DIRECTIONS → Every entry needs to be written out again exactly.
Segment Open
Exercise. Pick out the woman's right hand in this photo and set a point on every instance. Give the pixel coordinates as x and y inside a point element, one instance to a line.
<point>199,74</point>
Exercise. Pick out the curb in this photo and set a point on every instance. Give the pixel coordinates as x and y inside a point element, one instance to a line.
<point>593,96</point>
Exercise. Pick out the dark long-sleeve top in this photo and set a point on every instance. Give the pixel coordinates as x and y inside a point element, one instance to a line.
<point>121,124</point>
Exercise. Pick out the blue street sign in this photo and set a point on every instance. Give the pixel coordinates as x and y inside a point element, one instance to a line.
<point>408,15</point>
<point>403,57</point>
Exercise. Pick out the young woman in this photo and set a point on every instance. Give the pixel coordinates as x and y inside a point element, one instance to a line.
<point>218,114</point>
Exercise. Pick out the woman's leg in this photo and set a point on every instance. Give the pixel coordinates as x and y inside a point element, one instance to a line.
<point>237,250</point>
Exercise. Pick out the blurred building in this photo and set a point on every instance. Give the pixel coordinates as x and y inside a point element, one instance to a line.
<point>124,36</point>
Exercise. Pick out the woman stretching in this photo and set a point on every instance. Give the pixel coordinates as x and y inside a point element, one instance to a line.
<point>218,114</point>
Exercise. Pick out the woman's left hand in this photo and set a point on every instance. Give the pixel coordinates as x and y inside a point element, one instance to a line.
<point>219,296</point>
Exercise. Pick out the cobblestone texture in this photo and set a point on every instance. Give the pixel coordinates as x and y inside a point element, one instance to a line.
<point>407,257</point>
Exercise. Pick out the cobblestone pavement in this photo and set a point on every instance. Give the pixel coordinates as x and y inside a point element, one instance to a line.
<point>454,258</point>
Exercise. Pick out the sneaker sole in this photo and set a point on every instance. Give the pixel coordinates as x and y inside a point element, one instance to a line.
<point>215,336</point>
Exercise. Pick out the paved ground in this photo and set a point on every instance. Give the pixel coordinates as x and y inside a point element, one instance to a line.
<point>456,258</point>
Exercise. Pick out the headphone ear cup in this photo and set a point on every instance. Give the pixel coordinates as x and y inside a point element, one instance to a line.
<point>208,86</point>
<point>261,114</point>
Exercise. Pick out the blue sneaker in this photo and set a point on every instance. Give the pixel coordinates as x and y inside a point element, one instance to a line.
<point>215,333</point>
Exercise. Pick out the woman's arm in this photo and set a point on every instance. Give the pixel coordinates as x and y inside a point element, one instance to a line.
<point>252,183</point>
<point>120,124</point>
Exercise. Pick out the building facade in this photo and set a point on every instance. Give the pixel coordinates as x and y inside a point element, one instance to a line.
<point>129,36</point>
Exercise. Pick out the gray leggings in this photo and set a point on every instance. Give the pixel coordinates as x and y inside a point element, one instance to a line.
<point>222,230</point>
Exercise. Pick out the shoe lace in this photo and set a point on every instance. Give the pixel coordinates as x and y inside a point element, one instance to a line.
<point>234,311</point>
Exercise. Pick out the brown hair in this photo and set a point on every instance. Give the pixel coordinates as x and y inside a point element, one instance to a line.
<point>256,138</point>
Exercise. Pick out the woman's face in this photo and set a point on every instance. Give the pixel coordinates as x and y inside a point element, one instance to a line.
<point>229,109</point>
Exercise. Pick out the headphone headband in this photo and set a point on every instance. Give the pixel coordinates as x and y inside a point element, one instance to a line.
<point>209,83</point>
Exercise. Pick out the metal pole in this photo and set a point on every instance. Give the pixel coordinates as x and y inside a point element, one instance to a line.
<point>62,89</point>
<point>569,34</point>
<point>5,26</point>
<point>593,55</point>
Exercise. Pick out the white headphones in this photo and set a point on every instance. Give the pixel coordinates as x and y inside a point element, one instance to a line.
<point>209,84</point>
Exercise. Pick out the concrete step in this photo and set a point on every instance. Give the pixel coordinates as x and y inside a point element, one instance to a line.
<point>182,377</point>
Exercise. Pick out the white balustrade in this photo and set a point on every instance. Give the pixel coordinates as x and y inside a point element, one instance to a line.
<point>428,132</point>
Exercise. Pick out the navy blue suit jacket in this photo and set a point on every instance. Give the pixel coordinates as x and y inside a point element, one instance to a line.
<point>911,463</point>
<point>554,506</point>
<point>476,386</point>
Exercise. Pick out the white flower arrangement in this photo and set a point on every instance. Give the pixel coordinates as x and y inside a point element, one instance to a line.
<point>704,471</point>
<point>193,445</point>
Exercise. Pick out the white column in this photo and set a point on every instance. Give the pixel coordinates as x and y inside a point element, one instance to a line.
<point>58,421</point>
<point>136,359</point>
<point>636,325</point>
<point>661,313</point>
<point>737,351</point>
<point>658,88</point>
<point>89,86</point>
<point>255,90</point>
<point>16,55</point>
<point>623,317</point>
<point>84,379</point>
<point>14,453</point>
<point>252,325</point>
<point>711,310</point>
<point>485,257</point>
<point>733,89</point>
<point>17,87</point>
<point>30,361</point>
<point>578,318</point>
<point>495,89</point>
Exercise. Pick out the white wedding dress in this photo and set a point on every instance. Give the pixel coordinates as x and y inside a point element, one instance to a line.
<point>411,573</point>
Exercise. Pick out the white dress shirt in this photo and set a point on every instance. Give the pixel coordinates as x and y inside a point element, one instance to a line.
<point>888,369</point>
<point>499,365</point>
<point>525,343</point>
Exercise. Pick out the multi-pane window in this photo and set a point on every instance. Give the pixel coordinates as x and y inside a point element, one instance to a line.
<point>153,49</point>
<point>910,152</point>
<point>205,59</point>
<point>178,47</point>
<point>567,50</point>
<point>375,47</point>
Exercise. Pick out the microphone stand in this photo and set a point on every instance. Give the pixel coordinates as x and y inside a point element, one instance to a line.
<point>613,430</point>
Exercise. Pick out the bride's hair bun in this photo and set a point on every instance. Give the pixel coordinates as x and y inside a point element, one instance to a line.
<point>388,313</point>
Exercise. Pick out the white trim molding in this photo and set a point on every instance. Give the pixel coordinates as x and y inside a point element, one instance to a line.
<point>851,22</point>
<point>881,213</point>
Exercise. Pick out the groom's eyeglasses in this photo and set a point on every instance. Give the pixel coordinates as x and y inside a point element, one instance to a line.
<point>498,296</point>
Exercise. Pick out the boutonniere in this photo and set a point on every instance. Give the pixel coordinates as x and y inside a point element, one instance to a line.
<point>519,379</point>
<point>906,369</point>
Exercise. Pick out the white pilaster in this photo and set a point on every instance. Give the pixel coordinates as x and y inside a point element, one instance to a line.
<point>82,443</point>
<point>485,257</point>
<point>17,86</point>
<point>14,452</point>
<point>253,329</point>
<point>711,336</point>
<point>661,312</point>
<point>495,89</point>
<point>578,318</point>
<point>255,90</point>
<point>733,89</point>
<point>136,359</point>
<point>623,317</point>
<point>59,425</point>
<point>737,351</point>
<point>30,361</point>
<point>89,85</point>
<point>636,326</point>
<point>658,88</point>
Segment Closed
RESPONSE TO THIS TASK →
Exercise. Pick out the woman's right hand in this photo and set a point on every instance. Give the pixel coordinates as x and y inside a point element, one instance to a line.
<point>199,74</point>
Exercise. Pick out the curb in this photo and set a point on every instance. Give the pixel coordinates as x and y inside a point element, one instance to a line.
<point>593,96</point>
Exercise. Pick out the dark long-sleeve top in this photo and set a point on every instance. Give the pixel coordinates as x and y inside a point element, one instance to a line.
<point>121,124</point>
Exercise. Pick out the blue street sign in this photo and set a point on every instance. Give the pixel coordinates as x and y inside a point element, one instance to a line.
<point>408,15</point>
<point>403,57</point>
Exercise. Pick out the young woman in this photo and set a point on every instance. Give the pixel coordinates as x and y inside a point element, one instance to a line.
<point>218,114</point>
Exercise. Pick out the woman's leg in this photo and set a point on every instance. Give the pixel coordinates as x and y inside a point element, one instance to a line.
<point>237,250</point>
Exercise. Pick out the blurred building in this photo and set a point on every instance. Give the pixel coordinates as x and y inside a point element, one instance to a line.
<point>124,36</point>
Exercise. Pick out the woman stretching in this photo and set a point on every instance. Give the pixel coordinates as x and y inside a point element, one instance to a line.
<point>218,114</point>
Exercise. Pick out the woman's left hand in this photo and set a point on every instance. Give the pixel coordinates as x and y inside a point element, one instance to a line.
<point>219,296</point>
Exercise. Pick out the cobblestone texture in this photo and set a point on every instance. Give the pixel coordinates as x and y inside a point element, one instance to a line.
<point>407,257</point>
Exercise. Pick out the cobblestone pavement in this photo and set a point on every instance. Give the pixel coordinates as x and y inside a point element, one instance to a line.
<point>454,258</point>
Exercise. Pick out the sneaker sole in this photo and set a point on every instance. Give the pixel coordinates as x and y inside a point element, one instance to a line.
<point>215,336</point>
Exercise. Pick out the paved ground in this photo and set a point on every instance. Give the pixel coordinates as x and y inside a point element, one instance to a line.
<point>456,258</point>
Exercise. Pick out the headphone ear cup in this photo and set a point on every instance. Give the pixel coordinates as x and y inside a point element, one instance to a line.
<point>208,86</point>
<point>261,114</point>
Exercise. Pick out the blue sneaker in this photo and set a point on every instance. Give the pixel coordinates as x and y inside a point element, one instance to a line.
<point>215,333</point>
Exercise. Pick out the woman's arm in this photo and set a point on every instance. Give the pixel coordinates as x and y inside a point element, one instance to a line.
<point>252,183</point>
<point>120,124</point>
Exercise. Pick out the building facade in this photo and set a point on every instance. Give the pixel coordinates as x and y inside a point element, one instance to a line.
<point>129,36</point>
Exercise. Pick out the gray leggings in this photo and set a point on every instance. Give the pixel coordinates as x and y inside a point element, one instance to a line.
<point>222,230</point>
Exercise. Pick out the shoe lace in this photo and set a point on every instance. Give the pixel coordinates as x and y inside a point element, one instance to a line.
<point>234,311</point>
Exercise. Pick out the brown hair in this photo and set a point on every instance. Give the pixel coordinates as x and y inside a point element, one instance to a line.
<point>256,138</point>
Exercise. Pick out the woman's face in this photo and set a point on every instance. Give the pixel coordinates as x and y inside a point element, one instance to a line.
<point>229,109</point>
Exercise. Pick out the headphone headband in this photo and set a point on every instance. Give the pixel coordinates as x and y inside a point element, one instance to a line.
<point>209,83</point>
Exercise. Pick out the metal pole in this photo and set a point on every instance. Give the pixel coordinates as x and y inside a point element, one instance to a line.
<point>62,89</point>
<point>569,34</point>
<point>5,26</point>
<point>593,55</point>
Exercise. Pick out the white headphones in this photo and set a point on every instance. Give the pixel coordinates as x and y inside a point element, one instance to a line.
<point>209,84</point>
Exercise. Pick out the concrete step in this photo and set a point on every instance. Give the pixel coordinates as x and y inside a point element, one instance to a line.
<point>182,377</point>
Exercise. Pick out the white balustrade in this photo and set a point on every instance. Give the pixel coordinates as x and y inside a point element, one instance to a line.
<point>428,132</point>
Exercise. Pick out the navy blue suit jacket in this photo and set a point on every instance. Give the pixel coordinates as x and y inside a point element, one instance to a line.
<point>911,463</point>
<point>554,506</point>
<point>476,386</point>
Exercise. Pick out the white flower arrangement in this photo and set a point on every instance. Give the pixel coordinates as x and y inside a point element, one instance to a line.
<point>704,471</point>
<point>193,445</point>
Exercise. Pick out the white column in this photo and set a point on every instance. Give the pixel coordinates as x and y inside a point element, one instance to a line.
<point>58,421</point>
<point>136,359</point>
<point>636,325</point>
<point>661,313</point>
<point>737,351</point>
<point>658,88</point>
<point>89,86</point>
<point>255,90</point>
<point>16,55</point>
<point>623,317</point>
<point>84,379</point>
<point>14,453</point>
<point>252,325</point>
<point>711,310</point>
<point>485,257</point>
<point>733,89</point>
<point>17,87</point>
<point>30,361</point>
<point>578,318</point>
<point>495,89</point>
Exercise. Pick out the white wedding dress in this photo and set a point on every instance. Give the pixel coordinates as x and y inside a point element, one instance to a line.
<point>411,573</point>
Exercise. Pick out the white dress shirt in this photo and set a point on every instance. Give the pixel coordinates as x and y inside a point element, one instance to a line.
<point>888,369</point>
<point>499,365</point>
<point>525,343</point>
Exercise. Pick out the multi-pane window in this photo and set a point on every instance. Give the pixel coordinates as x and y inside a point element, one instance to a line.
<point>153,49</point>
<point>910,152</point>
<point>205,59</point>
<point>178,47</point>
<point>567,50</point>
<point>375,47</point>
Exercise. Pick out the microphone stand in this photo and set a point on every instance. Give the pixel coordinates as x and y inside a point element, one instance to a line.
<point>613,430</point>
Exercise. Pick out the bride's hair bun in this photo and set a point on every instance. Give the pixel coordinates as x and y inside a point element, one instance to a line.
<point>388,313</point>
Exercise. Pick out the white trim molding in this photo and set a point on every instance. Give the pixel coordinates as x and y inside a point element, one instance to a line.
<point>851,22</point>
<point>881,213</point>
Exercise. Pick out the groom's eyeglasses in this photo and set a point on every instance. Give the pixel coordinates as x and y inside a point element, one instance to a line.
<point>498,296</point>
Exercise. Pick out the boutonniere in this photo and set a point on every instance. Give the pixel coordinates as x and y inside a point element, one instance to a line.
<point>519,379</point>
<point>906,369</point>
Exercise. Pick out the white pilaster in this photo and set a point on every instance. Give the pixel coordinates as x and y inside a point element, one instance to a line.
<point>82,443</point>
<point>485,257</point>
<point>17,86</point>
<point>14,452</point>
<point>253,329</point>
<point>711,336</point>
<point>661,312</point>
<point>495,89</point>
<point>578,318</point>
<point>255,90</point>
<point>733,89</point>
<point>136,359</point>
<point>623,317</point>
<point>59,425</point>
<point>737,351</point>
<point>30,361</point>
<point>89,85</point>
<point>636,326</point>
<point>658,88</point>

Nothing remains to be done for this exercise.